··· SUPPLIED ENTRIES

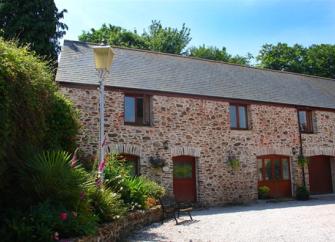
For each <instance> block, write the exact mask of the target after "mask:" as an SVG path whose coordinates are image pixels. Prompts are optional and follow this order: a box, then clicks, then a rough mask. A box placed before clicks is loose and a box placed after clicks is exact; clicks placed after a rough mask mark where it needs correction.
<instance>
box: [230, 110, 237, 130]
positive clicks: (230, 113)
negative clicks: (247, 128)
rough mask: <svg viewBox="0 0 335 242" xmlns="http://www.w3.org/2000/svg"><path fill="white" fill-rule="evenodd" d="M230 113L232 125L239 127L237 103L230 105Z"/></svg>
mask: <svg viewBox="0 0 335 242" xmlns="http://www.w3.org/2000/svg"><path fill="white" fill-rule="evenodd" d="M229 113H230V127H231V128H237V113H236V106H235V105H230V106H229Z"/></svg>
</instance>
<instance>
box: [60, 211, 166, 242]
mask: <svg viewBox="0 0 335 242" xmlns="http://www.w3.org/2000/svg"><path fill="white" fill-rule="evenodd" d="M161 218H162V210H161V207H160V206H156V207H153V208H150V209H148V210H145V211H135V212H132V213H129V214H128V215H127V216H125V217H123V218H120V219H119V220H116V221H114V222H112V223H108V224H103V225H102V226H101V227H100V228H99V229H98V232H97V235H95V236H87V237H82V238H75V239H68V240H66V241H71V242H110V241H125V239H126V238H127V236H128V235H129V234H130V233H131V232H132V231H134V230H136V229H140V228H142V227H144V226H145V225H148V224H151V223H154V222H158V221H161Z"/></svg>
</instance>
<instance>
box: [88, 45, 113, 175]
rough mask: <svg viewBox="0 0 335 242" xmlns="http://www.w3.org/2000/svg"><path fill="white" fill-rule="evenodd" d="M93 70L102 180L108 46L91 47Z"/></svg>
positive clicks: (109, 55)
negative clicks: (97, 91)
mask: <svg viewBox="0 0 335 242" xmlns="http://www.w3.org/2000/svg"><path fill="white" fill-rule="evenodd" d="M93 52H94V60H95V68H96V70H97V72H98V75H99V169H98V175H99V177H100V179H101V180H103V169H100V167H102V164H103V162H104V159H105V148H104V146H105V87H104V82H105V78H106V76H107V74H108V73H109V70H110V67H111V65H112V61H113V56H114V53H113V51H112V48H111V47H110V46H95V47H93Z"/></svg>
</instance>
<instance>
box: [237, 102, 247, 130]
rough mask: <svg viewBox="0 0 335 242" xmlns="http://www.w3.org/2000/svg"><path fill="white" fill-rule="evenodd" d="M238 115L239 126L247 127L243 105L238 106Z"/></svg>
mask: <svg viewBox="0 0 335 242" xmlns="http://www.w3.org/2000/svg"><path fill="white" fill-rule="evenodd" d="M238 115H239V118H240V128H241V129H246V128H247V110H246V108H245V107H244V106H239V107H238Z"/></svg>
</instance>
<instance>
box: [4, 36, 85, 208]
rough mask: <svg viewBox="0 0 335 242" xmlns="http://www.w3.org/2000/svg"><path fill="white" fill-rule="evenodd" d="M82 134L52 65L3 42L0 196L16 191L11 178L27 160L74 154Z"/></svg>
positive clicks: (73, 113)
mask: <svg viewBox="0 0 335 242" xmlns="http://www.w3.org/2000/svg"><path fill="white" fill-rule="evenodd" d="M78 129H79V122H78V121H77V114H76V111H74V109H73V107H72V104H71V103H70V102H69V101H68V100H67V99H65V97H64V96H62V95H61V94H60V93H59V92H58V88H57V85H56V83H55V81H54V76H53V72H52V70H51V68H50V65H49V63H48V62H47V61H45V60H41V59H39V58H38V57H37V56H36V55H35V53H33V52H30V51H29V48H28V47H19V46H18V45H17V43H16V42H8V41H4V40H3V39H1V38H0V140H1V142H0V192H4V191H9V190H10V189H11V190H13V189H14V186H15V178H14V177H13V175H15V171H17V170H19V169H20V167H21V166H22V164H23V163H24V162H25V161H26V160H27V159H28V158H29V157H33V156H34V155H35V154H37V153H40V152H41V151H42V150H60V149H61V150H67V151H70V152H73V150H74V149H75V146H76V144H75V136H76V134H77V132H78ZM13 180H14V181H13ZM0 205H1V204H0Z"/></svg>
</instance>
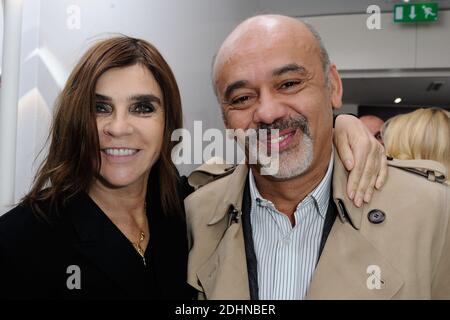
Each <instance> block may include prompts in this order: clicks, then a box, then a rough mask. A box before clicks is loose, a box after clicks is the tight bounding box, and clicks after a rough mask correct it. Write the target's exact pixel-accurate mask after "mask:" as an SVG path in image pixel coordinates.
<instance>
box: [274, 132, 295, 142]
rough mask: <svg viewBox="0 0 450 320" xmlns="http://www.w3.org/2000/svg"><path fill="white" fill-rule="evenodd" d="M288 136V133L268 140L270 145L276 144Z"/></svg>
mask: <svg viewBox="0 0 450 320" xmlns="http://www.w3.org/2000/svg"><path fill="white" fill-rule="evenodd" d="M289 135H290V133H287V134H285V135H282V136H279V137H277V138H272V139H270V143H278V142H280V141H283V140H284V139H286V138H287V137H288V136H289Z"/></svg>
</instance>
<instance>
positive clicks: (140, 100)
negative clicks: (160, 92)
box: [128, 94, 161, 105]
mask: <svg viewBox="0 0 450 320" xmlns="http://www.w3.org/2000/svg"><path fill="white" fill-rule="evenodd" d="M128 100H129V101H142V102H156V103H158V104H159V105H161V99H160V98H158V97H157V96H155V95H153V94H135V95H132V96H130V97H128Z"/></svg>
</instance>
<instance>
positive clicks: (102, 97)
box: [95, 93, 112, 101]
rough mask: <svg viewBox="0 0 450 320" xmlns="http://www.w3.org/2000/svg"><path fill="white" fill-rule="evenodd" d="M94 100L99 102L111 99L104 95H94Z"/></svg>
mask: <svg viewBox="0 0 450 320" xmlns="http://www.w3.org/2000/svg"><path fill="white" fill-rule="evenodd" d="M95 99H96V100H101V101H112V98H111V97H108V96H104V95H102V94H99V93H96V94H95Z"/></svg>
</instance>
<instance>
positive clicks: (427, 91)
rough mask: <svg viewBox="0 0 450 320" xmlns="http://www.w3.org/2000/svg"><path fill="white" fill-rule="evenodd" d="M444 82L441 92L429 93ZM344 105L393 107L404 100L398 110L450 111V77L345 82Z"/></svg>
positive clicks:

······

* [TASK TO COMPLETE]: Your answer should be every line above that contains the word "block".

* [ANSWER TO THIS TASK]:
For each <instance> block, write the exact mask of the target after "mask:" as an SVG path whose coordinates are image pixels. Prompts are optional and follow this order: a box, then clicks, then a rough mask. A box placed before clicks is loose and a box placed after clicks is exact; clicks placed after a rough mask mark where it needs correction.
Each <instance> block may include prompts in this order: clicks, then a box, then a rough mask. A box before clicks is loose, a box after clicks is the tight bounding box, and clicks after a rough mask correct it. Write the target's exact pixel-accurate mask after "mask:" as an SVG path in image pixel coordinates.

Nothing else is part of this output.